::: Source document
MA & PhD Studentships: Critical Urban Food Studies

Start date will be January 2017 (preferably) or possibly September 2017. Please apply internally to Prof. Dr. Marit Rosol on or before 25 August 2016.

Qualifications:

  • Research project idea that fits within the team's focus on critical urban food geographies and food justice
  • Outstanding previous degree performance
  • Enthusiasm for research, including interest (M.A.) or experience (Ph.D.) in producing peer-reviewed publications, as well as willingness to participate in off-campus activities such as conferences, workshops, or meetings
  • Excellent written and verbal communication skills, well-developed organizational skills
  • An ability to work independently, as well as collaboratively, to multi-task, and contribute to research projects in a team outside of your core research

More information on the research can be found here: https://geog.ucalgary.ca/profiles/marit-rosol

Please direct questions to Marit Rosol. Interested applicants are asked to email the following documents in a single pdf-file to me on or before 25 August 2016cover letter/ statement of interest, outline of potential research project (containing a title, topic, research question, background and relevance, research design/ methodology, potential empirical case study including geographical location, max. 1 page + short bibliography), current CV, names and contact details of two potential referees and transcripts.
::::::
::: Provided records
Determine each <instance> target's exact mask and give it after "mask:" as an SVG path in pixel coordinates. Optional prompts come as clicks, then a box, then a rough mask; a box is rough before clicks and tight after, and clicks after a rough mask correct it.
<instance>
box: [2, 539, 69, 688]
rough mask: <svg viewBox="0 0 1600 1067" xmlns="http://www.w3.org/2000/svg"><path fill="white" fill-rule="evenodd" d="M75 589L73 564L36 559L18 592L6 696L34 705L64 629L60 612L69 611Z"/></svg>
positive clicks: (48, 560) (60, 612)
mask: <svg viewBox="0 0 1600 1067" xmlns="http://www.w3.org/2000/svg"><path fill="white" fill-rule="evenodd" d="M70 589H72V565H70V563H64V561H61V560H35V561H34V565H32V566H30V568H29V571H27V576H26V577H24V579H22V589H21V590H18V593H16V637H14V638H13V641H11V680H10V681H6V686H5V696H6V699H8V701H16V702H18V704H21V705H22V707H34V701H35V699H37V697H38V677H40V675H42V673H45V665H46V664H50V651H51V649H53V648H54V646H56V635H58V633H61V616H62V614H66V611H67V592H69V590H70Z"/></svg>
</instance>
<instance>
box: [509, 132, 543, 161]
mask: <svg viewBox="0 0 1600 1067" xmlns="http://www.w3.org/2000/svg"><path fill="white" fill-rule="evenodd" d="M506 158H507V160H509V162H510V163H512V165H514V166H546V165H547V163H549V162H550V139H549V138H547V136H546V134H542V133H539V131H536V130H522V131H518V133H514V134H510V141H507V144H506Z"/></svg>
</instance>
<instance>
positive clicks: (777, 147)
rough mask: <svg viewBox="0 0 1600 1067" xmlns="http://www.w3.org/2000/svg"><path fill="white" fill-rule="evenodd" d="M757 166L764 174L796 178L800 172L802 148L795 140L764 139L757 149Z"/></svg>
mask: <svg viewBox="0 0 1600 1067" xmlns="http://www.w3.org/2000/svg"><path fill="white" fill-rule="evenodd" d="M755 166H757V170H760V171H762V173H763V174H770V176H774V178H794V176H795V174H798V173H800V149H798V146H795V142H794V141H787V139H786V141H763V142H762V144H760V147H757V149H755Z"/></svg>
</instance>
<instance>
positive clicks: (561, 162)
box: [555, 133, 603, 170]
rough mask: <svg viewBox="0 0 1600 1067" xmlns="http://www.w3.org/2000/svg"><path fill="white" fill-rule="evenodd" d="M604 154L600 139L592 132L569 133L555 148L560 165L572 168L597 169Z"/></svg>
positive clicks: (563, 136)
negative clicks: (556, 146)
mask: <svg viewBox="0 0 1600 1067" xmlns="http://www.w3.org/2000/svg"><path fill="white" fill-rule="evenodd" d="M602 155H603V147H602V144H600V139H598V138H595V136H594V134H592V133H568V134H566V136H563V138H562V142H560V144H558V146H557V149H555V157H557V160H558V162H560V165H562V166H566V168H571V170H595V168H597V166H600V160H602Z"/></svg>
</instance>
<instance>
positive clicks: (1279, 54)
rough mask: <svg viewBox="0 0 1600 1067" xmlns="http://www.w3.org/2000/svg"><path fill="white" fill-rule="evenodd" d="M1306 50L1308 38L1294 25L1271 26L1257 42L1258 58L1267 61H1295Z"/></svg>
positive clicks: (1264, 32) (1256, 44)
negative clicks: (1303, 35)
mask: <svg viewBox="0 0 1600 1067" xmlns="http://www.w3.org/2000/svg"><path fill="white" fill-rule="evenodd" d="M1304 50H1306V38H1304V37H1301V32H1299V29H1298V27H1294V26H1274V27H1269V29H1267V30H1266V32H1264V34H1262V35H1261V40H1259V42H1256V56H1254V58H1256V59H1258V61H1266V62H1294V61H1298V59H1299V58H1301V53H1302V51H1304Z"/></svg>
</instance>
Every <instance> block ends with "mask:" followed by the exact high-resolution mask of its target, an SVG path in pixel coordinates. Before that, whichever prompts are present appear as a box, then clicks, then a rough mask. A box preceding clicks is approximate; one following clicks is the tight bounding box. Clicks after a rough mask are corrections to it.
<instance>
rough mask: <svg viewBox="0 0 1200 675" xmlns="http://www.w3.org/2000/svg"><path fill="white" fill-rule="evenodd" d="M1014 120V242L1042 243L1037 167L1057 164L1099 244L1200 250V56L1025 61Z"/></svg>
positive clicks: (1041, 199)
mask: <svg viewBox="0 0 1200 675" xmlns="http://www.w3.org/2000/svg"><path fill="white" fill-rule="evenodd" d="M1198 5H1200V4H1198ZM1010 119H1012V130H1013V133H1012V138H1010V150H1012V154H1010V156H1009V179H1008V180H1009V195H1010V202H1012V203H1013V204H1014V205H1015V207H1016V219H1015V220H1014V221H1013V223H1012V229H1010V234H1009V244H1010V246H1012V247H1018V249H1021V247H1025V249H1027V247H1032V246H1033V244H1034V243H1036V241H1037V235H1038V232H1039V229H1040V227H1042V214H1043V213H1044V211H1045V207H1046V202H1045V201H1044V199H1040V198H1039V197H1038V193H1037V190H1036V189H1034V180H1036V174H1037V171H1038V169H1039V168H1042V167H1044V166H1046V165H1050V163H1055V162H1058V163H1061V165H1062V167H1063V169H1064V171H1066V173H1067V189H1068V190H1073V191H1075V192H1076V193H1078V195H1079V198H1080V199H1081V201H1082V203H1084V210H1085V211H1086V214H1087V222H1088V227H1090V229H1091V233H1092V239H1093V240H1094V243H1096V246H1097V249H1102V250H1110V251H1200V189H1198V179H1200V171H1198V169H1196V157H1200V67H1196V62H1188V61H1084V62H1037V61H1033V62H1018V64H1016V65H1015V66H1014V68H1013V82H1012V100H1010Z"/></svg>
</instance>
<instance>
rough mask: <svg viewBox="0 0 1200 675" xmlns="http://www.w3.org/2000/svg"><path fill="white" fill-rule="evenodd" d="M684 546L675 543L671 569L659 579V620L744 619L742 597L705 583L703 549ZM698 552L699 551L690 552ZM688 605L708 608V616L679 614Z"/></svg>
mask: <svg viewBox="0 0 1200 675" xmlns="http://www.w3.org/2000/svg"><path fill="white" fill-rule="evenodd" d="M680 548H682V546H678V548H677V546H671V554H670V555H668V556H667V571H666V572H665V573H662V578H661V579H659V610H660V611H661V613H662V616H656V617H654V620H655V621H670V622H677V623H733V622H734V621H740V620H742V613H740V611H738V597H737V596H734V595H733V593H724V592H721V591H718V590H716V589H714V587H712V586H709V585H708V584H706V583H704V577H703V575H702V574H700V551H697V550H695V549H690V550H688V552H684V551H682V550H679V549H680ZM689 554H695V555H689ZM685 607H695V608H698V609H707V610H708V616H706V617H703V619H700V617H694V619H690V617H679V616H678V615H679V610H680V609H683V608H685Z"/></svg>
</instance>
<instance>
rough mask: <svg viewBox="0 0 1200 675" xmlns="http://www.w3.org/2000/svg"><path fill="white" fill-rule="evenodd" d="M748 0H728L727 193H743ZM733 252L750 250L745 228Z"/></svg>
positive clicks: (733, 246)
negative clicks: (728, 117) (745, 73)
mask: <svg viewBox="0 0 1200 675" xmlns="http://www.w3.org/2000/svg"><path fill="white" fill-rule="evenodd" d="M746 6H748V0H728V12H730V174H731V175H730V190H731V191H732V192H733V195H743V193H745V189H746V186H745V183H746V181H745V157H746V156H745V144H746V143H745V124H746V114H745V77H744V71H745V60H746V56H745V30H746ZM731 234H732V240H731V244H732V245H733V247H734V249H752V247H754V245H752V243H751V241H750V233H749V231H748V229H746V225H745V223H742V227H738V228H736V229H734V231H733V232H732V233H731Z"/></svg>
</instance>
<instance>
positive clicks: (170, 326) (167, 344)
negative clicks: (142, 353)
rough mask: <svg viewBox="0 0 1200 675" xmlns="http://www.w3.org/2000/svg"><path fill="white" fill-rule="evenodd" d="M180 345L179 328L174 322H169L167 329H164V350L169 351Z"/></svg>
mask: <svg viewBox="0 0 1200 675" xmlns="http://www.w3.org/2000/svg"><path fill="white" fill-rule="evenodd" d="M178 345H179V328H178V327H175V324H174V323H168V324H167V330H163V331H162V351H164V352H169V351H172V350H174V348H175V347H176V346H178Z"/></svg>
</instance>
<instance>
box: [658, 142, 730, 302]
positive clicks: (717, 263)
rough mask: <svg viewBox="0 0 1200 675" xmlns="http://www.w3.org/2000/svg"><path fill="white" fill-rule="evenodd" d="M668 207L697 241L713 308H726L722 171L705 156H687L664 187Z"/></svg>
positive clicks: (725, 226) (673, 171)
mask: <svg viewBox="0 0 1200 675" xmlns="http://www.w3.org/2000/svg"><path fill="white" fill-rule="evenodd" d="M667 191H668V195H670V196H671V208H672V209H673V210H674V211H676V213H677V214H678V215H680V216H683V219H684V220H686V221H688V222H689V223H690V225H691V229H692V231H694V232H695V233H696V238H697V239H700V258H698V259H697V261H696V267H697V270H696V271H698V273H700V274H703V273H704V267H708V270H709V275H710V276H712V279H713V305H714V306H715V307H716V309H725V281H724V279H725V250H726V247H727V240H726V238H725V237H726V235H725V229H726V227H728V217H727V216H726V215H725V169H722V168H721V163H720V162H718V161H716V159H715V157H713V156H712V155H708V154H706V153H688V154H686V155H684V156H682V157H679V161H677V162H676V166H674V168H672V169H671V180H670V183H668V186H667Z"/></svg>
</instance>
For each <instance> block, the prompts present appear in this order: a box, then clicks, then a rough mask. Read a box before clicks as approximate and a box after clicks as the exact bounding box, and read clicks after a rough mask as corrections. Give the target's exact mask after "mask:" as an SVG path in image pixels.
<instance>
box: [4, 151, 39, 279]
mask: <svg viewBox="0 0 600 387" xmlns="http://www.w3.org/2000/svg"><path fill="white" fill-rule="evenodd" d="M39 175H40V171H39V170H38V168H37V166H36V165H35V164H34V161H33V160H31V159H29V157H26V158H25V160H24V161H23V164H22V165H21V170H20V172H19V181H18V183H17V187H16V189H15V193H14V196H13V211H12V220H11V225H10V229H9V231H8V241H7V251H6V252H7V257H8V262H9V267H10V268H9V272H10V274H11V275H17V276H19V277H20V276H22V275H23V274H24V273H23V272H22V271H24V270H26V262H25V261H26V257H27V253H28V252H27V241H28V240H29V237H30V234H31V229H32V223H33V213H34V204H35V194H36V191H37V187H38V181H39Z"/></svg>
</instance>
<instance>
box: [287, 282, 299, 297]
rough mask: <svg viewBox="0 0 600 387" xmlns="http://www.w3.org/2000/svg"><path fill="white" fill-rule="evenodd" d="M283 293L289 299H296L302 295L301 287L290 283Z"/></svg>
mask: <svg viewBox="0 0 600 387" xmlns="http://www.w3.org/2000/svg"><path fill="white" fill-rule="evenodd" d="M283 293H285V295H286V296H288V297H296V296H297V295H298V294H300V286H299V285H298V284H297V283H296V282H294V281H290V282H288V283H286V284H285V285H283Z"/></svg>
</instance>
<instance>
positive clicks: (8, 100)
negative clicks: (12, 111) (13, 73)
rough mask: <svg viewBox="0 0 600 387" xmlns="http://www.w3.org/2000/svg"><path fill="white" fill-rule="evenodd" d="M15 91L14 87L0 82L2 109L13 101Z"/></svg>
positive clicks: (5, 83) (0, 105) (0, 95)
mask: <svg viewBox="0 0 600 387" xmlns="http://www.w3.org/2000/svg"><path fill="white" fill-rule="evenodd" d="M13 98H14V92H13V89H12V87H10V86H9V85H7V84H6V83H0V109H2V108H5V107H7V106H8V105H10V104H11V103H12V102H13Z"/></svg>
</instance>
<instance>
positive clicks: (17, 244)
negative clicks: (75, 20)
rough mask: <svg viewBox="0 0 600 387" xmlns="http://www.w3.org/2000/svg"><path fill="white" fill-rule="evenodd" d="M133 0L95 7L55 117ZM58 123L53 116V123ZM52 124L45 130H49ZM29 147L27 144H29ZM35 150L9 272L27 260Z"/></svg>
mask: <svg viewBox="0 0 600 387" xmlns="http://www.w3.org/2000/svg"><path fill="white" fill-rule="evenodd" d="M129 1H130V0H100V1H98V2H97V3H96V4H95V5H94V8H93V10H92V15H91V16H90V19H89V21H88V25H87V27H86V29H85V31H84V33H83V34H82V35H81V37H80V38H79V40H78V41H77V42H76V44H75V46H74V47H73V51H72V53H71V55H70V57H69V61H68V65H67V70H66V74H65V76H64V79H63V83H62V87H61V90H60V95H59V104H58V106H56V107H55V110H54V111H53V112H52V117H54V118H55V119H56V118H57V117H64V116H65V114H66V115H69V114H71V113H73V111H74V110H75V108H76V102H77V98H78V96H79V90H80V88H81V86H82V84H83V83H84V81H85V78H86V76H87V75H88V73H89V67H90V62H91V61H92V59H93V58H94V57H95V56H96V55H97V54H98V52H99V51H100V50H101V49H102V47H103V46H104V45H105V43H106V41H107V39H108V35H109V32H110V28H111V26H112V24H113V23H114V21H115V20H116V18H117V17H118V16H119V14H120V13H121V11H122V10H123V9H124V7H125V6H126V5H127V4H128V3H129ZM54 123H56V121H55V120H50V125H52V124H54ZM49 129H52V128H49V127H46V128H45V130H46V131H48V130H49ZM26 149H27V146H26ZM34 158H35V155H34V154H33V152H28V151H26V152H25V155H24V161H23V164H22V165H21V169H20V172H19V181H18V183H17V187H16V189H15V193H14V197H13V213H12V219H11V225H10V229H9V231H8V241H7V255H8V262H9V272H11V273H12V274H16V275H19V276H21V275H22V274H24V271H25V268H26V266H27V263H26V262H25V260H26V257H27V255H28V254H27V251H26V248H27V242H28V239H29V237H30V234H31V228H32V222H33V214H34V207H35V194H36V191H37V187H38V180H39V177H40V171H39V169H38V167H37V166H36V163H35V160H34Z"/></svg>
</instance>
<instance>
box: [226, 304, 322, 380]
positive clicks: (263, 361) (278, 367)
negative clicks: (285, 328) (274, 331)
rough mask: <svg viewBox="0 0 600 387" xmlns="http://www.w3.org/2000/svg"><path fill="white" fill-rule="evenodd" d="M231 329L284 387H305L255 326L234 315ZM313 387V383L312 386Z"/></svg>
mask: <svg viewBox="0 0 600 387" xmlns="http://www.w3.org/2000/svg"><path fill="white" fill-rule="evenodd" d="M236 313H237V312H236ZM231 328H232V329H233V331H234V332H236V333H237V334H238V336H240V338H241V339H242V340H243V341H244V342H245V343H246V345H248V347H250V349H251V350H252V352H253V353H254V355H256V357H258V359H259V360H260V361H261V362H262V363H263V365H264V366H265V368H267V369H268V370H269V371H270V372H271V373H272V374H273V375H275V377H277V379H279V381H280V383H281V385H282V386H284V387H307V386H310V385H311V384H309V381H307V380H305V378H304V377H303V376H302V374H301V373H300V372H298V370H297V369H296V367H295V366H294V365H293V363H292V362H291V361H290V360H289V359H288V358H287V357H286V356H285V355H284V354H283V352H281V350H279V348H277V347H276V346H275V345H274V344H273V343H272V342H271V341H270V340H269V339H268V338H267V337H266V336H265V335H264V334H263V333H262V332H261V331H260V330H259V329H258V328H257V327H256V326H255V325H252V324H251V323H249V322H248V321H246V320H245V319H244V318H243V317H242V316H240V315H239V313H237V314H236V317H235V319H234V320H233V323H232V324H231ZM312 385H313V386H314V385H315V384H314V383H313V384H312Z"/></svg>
::::::
Exercise instructions:
- A) Answer these questions using the studentship posting:
(i) What start date is preferred?
(ii) To whom should questions be directed?
(iii) What is the maximum length of the research project outline?
- B) Write out the part of the studentship posting from "Please direct questions" up to and including "potential referees and transcripts.".
The rows were taken from a different source than the studentship posting.

Responses by task:
- A)
(i) January 2017
(ii) Marit Rosol
(iii) One page, plus a short bibliography

- B)
Please direct questions to Marit Rosol. Interested applicants are asked to email the following documents in a single pdf-file to me on or before 25 August 2016cover letter/ statement of interest, outline of potential research project (containing a title, topic, research question, background and relevance, research design/ methodology, potential empirical case study including geographical location, max. 1 page + short bibliography), current CV, names and contact details of two potential referees and transcripts.